### TASK BRIEF
The full set of records is to be reproduced verbatim.

DATA EXTRACT START

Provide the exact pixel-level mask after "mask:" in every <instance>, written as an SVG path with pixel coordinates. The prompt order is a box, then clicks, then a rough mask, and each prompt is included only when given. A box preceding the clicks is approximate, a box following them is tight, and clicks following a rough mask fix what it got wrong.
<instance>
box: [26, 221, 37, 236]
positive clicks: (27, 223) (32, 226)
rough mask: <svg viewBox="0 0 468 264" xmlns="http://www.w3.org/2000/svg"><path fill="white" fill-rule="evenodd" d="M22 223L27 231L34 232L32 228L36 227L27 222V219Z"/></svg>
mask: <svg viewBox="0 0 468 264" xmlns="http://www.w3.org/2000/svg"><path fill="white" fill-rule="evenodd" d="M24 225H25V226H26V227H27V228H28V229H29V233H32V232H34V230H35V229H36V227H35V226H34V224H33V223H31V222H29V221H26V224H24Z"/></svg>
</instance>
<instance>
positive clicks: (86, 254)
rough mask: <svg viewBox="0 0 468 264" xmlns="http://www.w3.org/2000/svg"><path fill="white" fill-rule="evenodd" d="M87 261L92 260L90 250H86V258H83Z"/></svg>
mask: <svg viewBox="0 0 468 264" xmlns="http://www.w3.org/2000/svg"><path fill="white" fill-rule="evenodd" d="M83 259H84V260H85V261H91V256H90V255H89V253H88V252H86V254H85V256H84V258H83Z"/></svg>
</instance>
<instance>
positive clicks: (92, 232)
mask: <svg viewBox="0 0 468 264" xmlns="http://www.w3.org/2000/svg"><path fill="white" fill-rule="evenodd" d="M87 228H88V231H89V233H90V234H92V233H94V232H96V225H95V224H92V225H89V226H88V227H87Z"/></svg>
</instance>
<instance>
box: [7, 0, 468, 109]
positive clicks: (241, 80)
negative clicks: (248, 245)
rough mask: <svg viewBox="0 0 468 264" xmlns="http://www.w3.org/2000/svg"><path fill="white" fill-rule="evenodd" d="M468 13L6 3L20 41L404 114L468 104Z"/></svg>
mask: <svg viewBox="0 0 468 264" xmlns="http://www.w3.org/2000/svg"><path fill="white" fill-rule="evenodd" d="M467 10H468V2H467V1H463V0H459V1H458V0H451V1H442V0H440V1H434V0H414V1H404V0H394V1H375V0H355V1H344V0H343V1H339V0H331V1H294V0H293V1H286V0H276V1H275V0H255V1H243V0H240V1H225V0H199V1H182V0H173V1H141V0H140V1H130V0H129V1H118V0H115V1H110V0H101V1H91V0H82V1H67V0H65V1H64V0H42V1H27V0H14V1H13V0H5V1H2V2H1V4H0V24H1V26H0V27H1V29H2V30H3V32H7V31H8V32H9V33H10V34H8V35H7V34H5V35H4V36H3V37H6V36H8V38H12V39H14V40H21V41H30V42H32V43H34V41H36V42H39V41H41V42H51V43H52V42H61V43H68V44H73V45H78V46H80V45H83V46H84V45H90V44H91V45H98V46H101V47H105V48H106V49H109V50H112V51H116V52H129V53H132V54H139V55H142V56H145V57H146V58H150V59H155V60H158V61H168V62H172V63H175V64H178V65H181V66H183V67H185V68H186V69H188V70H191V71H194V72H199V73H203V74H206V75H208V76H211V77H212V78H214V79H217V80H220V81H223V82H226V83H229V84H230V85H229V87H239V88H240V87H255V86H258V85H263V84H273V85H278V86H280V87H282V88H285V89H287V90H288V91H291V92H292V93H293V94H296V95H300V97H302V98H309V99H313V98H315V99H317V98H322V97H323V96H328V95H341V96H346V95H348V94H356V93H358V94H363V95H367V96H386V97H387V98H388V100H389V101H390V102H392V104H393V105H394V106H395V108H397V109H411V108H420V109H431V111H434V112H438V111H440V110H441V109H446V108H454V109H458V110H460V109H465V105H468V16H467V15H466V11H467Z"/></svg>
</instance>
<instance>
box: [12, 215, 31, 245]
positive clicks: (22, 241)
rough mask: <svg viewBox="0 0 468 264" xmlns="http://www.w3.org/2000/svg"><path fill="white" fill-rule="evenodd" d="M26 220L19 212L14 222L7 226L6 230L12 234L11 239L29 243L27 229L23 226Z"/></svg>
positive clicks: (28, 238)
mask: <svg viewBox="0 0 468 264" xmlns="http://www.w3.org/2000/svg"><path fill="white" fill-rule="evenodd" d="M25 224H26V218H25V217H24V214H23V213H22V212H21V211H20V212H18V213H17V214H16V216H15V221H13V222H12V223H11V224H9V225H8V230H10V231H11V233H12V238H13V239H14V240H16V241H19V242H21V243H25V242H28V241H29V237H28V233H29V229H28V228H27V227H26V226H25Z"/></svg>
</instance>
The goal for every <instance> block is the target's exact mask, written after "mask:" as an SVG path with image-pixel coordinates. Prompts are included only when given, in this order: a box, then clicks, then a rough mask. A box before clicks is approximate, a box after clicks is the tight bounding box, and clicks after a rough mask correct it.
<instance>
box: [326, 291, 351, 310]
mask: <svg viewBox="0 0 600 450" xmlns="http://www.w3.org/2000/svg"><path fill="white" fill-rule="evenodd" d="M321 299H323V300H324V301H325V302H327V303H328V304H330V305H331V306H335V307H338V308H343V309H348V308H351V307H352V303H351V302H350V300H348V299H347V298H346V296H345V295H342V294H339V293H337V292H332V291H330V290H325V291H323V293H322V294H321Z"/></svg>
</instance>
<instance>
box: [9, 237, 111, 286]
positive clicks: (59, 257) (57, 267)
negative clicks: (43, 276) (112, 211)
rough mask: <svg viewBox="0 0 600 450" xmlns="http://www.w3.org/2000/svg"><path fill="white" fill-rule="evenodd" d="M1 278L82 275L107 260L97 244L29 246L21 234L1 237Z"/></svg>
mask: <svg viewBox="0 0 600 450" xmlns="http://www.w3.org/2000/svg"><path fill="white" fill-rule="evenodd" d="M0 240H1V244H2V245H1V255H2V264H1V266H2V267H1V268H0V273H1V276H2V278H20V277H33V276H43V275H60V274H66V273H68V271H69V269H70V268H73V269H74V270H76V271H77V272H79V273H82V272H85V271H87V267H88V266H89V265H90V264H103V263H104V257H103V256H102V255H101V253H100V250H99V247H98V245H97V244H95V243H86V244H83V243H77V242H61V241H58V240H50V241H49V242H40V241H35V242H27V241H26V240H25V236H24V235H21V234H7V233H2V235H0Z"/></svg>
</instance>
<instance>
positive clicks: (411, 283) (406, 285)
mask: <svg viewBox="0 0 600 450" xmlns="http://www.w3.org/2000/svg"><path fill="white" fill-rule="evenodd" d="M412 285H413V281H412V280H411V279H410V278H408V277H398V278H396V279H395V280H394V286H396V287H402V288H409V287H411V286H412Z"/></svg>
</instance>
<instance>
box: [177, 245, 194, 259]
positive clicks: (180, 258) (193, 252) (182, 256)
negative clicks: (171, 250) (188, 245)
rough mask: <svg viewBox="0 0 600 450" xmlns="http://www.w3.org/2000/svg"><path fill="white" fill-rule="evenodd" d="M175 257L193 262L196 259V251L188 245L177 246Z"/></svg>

DATA EXTRACT END

### RESPONSE
Provide the exact pixel-level mask after "mask:" in every <instance>, written as an SVG path with pixel coordinates. The prompt order is a box, then clicks, then a rough mask, and each prompt is included only when given. A box preceding the clicks is approximate, a box following them is tight, and clicks following a rough mask fix what it got wrong.
<instance>
box: [26, 221, 37, 236]
positive clicks: (27, 223) (32, 226)
rough mask: <svg viewBox="0 0 468 264" xmlns="http://www.w3.org/2000/svg"><path fill="white" fill-rule="evenodd" d="M22 223L27 231L34 232L32 228L36 227L27 222V219Z"/></svg>
mask: <svg viewBox="0 0 468 264" xmlns="http://www.w3.org/2000/svg"><path fill="white" fill-rule="evenodd" d="M24 225H25V226H26V227H27V228H28V229H29V233H32V232H34V230H35V229H36V227H35V226H34V224H33V223H31V222H29V221H26V224H24Z"/></svg>
</instance>
<instance>
positive clicks: (86, 254)
rough mask: <svg viewBox="0 0 468 264" xmlns="http://www.w3.org/2000/svg"><path fill="white" fill-rule="evenodd" d="M87 261L92 260L90 250H86V258H83Z"/></svg>
mask: <svg viewBox="0 0 468 264" xmlns="http://www.w3.org/2000/svg"><path fill="white" fill-rule="evenodd" d="M83 259H84V260H85V261H91V256H90V255H89V253H88V252H86V254H85V256H84V258H83Z"/></svg>
</instance>
<instance>
positive clicks: (92, 232)
mask: <svg viewBox="0 0 468 264" xmlns="http://www.w3.org/2000/svg"><path fill="white" fill-rule="evenodd" d="M87 228H88V231H89V233H90V234H92V233H94V232H96V225H95V224H92V225H89V226H88V227H87Z"/></svg>
</instance>
<instance>
box: [7, 0, 468, 109]
positive clicks: (241, 80)
negative clicks: (248, 245)
rough mask: <svg viewBox="0 0 468 264" xmlns="http://www.w3.org/2000/svg"><path fill="white" fill-rule="evenodd" d="M468 13L6 3L20 41L404 114L468 104Z"/></svg>
mask: <svg viewBox="0 0 468 264" xmlns="http://www.w3.org/2000/svg"><path fill="white" fill-rule="evenodd" d="M467 10H468V2H467V1H463V0H459V1H458V0H451V1H442V0H440V1H434V0H414V1H404V0H394V1H375V0H355V1H344V0H343V1H339V0H331V1H294V0H293V1H286V0H276V1H275V0H255V1H243V0H240V1H225V0H199V1H182V0H173V1H141V0H140V1H130V0H129V1H118V0H115V1H110V0H101V1H91V0H82V1H67V0H65V1H64V0H42V1H27V0H14V1H13V0H5V1H2V2H1V4H0V24H1V26H0V27H1V29H2V30H3V32H7V31H8V32H9V33H10V34H8V35H7V34H5V35H4V36H3V37H6V36H8V38H12V39H14V40H21V41H30V42H32V43H34V41H36V42H39V41H41V42H51V43H52V42H61V43H68V44H73V45H78V46H80V45H83V46H84V45H90V44H91V45H98V46H101V47H105V48H106V49H109V50H112V51H116V52H129V53H132V54H139V55H142V56H145V57H146V58H150V59H155V60H158V61H168V62H172V63H175V64H178V65H181V66H183V67H185V68H186V69H188V70H191V71H194V72H199V73H203V74H206V75H208V76H211V77H212V78H214V79H217V80H220V81H223V82H226V83H229V84H230V85H229V87H239V88H240V87H255V86H258V85H263V84H273V85H278V86H280V87H282V88H285V89H287V90H288V91H291V92H292V93H293V94H296V95H300V97H302V98H309V99H313V98H315V99H317V98H322V97H323V96H328V95H341V96H346V95H348V94H356V93H358V94H363V95H367V96H386V97H387V98H388V100H389V101H390V102H392V104H393V105H394V106H395V108H397V109H411V108H420V109H431V111H434V112H438V111H440V110H441V109H446V108H454V109H458V110H460V109H465V105H468V16H467V15H466V11H467Z"/></svg>
</instance>
<instance>
box: [12, 215, 31, 245]
positive clicks: (22, 241)
rough mask: <svg viewBox="0 0 468 264" xmlns="http://www.w3.org/2000/svg"><path fill="white" fill-rule="evenodd" d="M26 220L19 212L14 222L7 226L6 230L12 234L11 239L29 243L27 229L23 226Z"/></svg>
positive clicks: (28, 238)
mask: <svg viewBox="0 0 468 264" xmlns="http://www.w3.org/2000/svg"><path fill="white" fill-rule="evenodd" d="M25 224H26V218H25V217H24V214H23V213H22V212H21V211H20V212H18V213H17V214H16V216H15V221H13V222H12V223H11V224H9V225H8V230H10V231H11V233H12V238H13V239H14V240H16V241H19V242H21V243H25V242H28V241H29V237H28V233H29V229H28V228H27V227H26V226H25Z"/></svg>
</instance>
The goal for every <instance> block is the target's exact mask, written after "mask:" as an SVG path with image-pixel coordinates. Prompts are included only when given, in this order: a box, then clicks, then a rough mask. A box before clicks is approximate, a box after clicks is the tight bounding box, and clicks after a rough mask correct it.
<instance>
box: [326, 291, 351, 310]
mask: <svg viewBox="0 0 600 450" xmlns="http://www.w3.org/2000/svg"><path fill="white" fill-rule="evenodd" d="M321 299H323V300H324V301H325V302H327V303H328V304H330V305H331V306H335V307H338V308H343V309H348V308H351V307H352V303H351V302H350V300H348V299H347V298H346V296H345V295H342V294H339V293H337V292H332V291H330V290H325V291H323V293H322V294H321Z"/></svg>
</instance>
<instance>
box: [9, 237, 111, 286]
positive clicks: (59, 257) (57, 267)
negative clicks: (43, 276) (112, 211)
rough mask: <svg viewBox="0 0 600 450" xmlns="http://www.w3.org/2000/svg"><path fill="white" fill-rule="evenodd" d="M1 278L82 275L107 260L97 244L29 246L21 234L1 237Z"/></svg>
mask: <svg viewBox="0 0 600 450" xmlns="http://www.w3.org/2000/svg"><path fill="white" fill-rule="evenodd" d="M0 240H1V244H2V245H1V255H2V264H1V266H2V267H1V268H0V273H1V276H2V278H20V277H33V276H43V275H60V274H66V273H68V271H69V269H70V268H73V269H74V270H76V271H77V272H79V273H82V272H85V271H87V267H88V266H89V265H90V264H103V263H104V257H103V256H102V255H101V253H100V250H99V247H98V245H97V244H95V243H86V244H83V243H77V242H61V241H58V240H50V241H49V242H40V241H35V242H27V241H26V240H25V236H24V235H21V234H7V233H2V235H0Z"/></svg>
</instance>
<instance>
positive clicks: (411, 283) (406, 285)
mask: <svg viewBox="0 0 600 450" xmlns="http://www.w3.org/2000/svg"><path fill="white" fill-rule="evenodd" d="M412 285H413V281H412V280H411V279H410V278H408V277H398V278H396V279H395V280H394V286H396V287H402V288H409V287H411V286H412Z"/></svg>
</instance>
<instance>
box: [177, 245, 194, 259]
positive clicks: (180, 258) (193, 252) (182, 256)
negative clicks: (171, 250) (188, 245)
rough mask: <svg viewBox="0 0 600 450" xmlns="http://www.w3.org/2000/svg"><path fill="white" fill-rule="evenodd" d="M175 257L193 262L196 259V251L188 245L177 246Z"/></svg>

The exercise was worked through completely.